Entries from a point annotation set
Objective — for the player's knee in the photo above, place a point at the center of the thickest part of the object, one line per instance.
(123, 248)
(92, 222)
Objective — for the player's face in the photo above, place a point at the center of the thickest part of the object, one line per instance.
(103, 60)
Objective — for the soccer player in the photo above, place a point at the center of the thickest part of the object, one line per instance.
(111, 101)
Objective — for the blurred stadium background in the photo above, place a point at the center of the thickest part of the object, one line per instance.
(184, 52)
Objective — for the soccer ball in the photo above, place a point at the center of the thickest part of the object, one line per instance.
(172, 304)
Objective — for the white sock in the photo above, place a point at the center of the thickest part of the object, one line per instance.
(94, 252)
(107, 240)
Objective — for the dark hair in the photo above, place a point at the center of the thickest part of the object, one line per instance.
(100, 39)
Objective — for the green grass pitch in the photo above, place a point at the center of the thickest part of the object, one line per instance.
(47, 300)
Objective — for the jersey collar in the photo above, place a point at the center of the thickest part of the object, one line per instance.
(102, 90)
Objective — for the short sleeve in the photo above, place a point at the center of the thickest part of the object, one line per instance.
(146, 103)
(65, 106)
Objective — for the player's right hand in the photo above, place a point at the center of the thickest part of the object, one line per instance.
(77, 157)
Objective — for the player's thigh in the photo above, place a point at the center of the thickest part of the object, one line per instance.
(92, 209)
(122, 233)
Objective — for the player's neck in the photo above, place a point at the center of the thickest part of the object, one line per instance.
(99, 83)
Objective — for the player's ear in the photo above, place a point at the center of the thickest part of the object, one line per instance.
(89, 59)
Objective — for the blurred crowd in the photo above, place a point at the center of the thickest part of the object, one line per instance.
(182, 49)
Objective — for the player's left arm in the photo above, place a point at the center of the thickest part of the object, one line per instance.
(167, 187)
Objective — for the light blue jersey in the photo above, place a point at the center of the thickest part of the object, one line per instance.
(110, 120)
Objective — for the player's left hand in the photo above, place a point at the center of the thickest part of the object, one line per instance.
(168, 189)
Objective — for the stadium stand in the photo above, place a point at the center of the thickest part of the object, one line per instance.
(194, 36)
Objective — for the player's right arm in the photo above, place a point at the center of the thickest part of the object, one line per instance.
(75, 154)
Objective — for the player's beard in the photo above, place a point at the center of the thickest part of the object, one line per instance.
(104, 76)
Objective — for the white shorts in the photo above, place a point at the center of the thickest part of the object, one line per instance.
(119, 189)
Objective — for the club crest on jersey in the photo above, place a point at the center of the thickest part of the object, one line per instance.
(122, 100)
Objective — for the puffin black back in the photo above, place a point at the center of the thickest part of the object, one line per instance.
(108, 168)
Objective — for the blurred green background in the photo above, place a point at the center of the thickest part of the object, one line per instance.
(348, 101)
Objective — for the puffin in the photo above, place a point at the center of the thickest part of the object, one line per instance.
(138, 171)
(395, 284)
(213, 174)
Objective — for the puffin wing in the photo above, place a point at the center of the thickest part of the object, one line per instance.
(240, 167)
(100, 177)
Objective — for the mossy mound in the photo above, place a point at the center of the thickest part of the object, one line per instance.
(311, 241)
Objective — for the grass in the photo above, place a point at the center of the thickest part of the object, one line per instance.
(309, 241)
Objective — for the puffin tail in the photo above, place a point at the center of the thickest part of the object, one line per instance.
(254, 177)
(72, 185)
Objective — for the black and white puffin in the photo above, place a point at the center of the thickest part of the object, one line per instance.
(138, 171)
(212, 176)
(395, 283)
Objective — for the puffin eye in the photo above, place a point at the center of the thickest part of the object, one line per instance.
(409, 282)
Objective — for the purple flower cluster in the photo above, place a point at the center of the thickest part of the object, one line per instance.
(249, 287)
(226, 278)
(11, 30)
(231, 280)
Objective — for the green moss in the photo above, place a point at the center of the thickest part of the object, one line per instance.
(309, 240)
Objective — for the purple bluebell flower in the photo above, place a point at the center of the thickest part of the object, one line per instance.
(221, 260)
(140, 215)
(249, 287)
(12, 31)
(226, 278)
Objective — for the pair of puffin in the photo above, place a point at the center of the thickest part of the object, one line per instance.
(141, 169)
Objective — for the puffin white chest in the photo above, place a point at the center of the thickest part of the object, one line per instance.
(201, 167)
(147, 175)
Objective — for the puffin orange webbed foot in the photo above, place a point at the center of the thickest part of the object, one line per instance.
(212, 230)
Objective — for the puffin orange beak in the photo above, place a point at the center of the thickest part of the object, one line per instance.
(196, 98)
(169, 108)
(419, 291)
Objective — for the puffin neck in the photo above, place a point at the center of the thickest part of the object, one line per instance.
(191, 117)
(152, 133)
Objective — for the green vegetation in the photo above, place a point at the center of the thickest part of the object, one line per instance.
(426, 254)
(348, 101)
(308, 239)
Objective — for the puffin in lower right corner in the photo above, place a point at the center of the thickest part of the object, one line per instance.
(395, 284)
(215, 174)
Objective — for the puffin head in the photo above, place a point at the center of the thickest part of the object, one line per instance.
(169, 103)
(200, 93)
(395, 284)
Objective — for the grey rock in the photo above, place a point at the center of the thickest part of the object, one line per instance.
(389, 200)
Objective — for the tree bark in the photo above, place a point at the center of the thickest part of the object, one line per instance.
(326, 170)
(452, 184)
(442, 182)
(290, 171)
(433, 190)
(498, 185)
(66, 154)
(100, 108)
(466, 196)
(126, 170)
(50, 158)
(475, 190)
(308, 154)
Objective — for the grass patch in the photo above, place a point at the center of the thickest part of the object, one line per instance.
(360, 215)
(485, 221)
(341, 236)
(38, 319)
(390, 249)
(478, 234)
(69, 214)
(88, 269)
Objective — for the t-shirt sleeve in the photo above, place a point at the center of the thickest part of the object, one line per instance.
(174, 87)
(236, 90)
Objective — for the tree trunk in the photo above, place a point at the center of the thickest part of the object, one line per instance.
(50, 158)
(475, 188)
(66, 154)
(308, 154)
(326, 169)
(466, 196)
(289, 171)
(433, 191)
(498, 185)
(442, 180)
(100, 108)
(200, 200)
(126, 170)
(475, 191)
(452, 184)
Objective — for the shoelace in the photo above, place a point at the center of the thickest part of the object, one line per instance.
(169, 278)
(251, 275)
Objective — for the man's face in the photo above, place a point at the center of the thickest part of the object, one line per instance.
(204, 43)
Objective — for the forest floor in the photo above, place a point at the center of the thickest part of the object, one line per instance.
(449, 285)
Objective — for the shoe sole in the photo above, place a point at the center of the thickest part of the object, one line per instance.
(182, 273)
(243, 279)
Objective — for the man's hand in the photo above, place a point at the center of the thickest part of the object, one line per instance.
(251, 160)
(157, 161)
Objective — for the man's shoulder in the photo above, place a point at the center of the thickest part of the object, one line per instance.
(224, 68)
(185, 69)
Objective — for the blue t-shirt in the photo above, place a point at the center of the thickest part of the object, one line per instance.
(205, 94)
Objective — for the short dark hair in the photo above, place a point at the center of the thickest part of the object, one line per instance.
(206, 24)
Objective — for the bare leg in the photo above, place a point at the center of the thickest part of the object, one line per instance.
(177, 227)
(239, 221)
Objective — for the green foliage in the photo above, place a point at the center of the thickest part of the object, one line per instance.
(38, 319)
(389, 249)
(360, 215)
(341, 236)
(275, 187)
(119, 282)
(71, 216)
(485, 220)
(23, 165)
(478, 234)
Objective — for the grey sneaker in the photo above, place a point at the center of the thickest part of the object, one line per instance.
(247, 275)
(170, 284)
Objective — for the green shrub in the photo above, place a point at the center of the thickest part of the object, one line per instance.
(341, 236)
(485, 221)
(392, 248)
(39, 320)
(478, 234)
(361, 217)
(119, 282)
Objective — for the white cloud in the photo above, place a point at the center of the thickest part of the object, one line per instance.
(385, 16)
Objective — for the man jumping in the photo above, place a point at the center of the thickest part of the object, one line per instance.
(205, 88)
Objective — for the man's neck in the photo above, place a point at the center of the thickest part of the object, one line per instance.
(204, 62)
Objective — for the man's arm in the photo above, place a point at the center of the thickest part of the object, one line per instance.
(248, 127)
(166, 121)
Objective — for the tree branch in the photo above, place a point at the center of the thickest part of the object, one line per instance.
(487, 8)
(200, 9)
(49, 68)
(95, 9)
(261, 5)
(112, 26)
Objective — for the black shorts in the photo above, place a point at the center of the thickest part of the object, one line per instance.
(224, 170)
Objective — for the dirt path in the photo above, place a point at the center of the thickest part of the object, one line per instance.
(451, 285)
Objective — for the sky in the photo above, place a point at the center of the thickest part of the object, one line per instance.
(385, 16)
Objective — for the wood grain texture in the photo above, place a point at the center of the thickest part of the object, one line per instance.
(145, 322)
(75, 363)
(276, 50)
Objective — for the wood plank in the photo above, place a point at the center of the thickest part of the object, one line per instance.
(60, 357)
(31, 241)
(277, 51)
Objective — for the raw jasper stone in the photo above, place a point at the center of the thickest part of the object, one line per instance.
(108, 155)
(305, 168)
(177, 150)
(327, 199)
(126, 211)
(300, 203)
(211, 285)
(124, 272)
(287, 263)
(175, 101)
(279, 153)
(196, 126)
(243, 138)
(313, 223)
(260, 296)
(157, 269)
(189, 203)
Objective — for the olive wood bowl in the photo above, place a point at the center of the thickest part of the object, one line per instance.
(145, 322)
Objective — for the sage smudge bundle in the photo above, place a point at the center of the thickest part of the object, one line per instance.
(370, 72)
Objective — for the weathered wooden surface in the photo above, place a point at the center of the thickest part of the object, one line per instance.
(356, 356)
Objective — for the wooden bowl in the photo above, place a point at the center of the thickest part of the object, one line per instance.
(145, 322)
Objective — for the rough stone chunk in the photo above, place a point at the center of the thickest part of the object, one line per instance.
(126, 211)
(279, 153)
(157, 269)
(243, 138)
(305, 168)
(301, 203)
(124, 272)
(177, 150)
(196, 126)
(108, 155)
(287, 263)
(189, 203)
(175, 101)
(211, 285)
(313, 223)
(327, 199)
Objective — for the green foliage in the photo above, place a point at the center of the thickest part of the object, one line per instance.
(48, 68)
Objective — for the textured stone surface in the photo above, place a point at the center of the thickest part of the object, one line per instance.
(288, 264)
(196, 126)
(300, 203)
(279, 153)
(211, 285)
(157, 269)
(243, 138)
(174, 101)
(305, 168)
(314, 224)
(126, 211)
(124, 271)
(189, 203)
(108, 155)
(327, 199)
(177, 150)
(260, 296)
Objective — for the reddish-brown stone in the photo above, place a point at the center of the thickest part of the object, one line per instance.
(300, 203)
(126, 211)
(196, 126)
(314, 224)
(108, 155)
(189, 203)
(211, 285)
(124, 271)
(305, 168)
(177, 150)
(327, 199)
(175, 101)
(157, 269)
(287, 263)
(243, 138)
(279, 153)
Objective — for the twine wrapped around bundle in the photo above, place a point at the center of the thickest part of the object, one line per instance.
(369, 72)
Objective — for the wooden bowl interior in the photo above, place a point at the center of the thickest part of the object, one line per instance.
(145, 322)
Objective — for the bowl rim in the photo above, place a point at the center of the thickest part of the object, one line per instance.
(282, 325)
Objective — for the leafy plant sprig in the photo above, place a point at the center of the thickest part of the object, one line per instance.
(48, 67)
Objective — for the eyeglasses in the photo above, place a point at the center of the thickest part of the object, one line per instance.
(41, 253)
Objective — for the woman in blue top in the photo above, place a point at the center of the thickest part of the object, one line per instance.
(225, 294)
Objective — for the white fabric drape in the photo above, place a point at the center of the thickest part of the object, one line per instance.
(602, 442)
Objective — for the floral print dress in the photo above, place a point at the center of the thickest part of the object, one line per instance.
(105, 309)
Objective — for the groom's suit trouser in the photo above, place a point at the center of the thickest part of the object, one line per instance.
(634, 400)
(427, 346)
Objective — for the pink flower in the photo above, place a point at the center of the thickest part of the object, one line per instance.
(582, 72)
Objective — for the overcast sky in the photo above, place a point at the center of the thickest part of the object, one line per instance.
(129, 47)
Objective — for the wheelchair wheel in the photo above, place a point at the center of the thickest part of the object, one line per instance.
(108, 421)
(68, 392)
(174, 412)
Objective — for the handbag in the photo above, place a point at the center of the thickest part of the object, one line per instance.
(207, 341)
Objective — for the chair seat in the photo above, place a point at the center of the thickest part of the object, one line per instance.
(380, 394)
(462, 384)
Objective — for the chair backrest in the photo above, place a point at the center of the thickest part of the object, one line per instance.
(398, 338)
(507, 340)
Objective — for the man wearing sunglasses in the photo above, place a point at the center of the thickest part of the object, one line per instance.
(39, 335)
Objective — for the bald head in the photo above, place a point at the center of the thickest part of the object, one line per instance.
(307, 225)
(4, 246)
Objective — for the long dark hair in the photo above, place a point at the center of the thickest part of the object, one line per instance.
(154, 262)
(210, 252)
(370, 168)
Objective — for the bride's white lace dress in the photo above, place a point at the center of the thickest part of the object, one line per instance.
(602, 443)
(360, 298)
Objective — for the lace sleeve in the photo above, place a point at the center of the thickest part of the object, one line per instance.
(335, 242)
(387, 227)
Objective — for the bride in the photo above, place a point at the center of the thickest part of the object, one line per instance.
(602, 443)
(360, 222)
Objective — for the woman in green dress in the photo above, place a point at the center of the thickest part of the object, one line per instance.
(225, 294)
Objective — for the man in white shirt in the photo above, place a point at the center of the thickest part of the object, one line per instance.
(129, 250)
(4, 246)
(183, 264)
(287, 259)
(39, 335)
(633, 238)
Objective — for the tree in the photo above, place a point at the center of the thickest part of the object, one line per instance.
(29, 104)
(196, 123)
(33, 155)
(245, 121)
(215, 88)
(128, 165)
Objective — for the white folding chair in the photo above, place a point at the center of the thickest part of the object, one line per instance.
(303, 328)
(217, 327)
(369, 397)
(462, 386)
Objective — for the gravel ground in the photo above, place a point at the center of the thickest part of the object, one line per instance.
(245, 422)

Written problem: Print nothing but the lines from the line with "Objective — for the long" to the last line of the records above. Both of those lines count.

Task result:
Objective — for the long dark hair in the photo above, place a point at the center of the thickest part of the object, one line per instance.
(154, 262)
(210, 252)
(370, 168)
Objective — for the bride's white lace dress in the photo above, place a point at the center of the thickest part of the object, one line per instance.
(602, 443)
(360, 298)
Objective — for the lace sleeve in the photo above, place a point at the center of the thickest part of the object, one line per instance.
(335, 242)
(387, 227)
Objective — for the bride in the photo above, place a point at the center of the thickest part of the object, one line per instance.
(602, 443)
(360, 222)
Objective — for the woman in green dress in the photo above, place a point at the center of the thickest part of the object, one line per instance.
(225, 294)
Objective — for the man in white shirt in the photo above, place a point at the center of the thickest part of the object, one line per instance.
(129, 250)
(4, 246)
(183, 264)
(287, 259)
(39, 335)
(633, 238)
Objective — for the tree in the photo above, place a point at the center of the thickest part of the object, one line per instance.
(29, 104)
(196, 123)
(33, 155)
(245, 121)
(215, 88)
(128, 165)
Objective — for the white folding chair in the photo above, place a point at the center of the thickest part of the object, one line per instance.
(303, 328)
(217, 327)
(369, 397)
(462, 386)
Objective — for the gravel ground in the photo above, place a point at the center of the thickest part of the object, one line per instance.
(245, 422)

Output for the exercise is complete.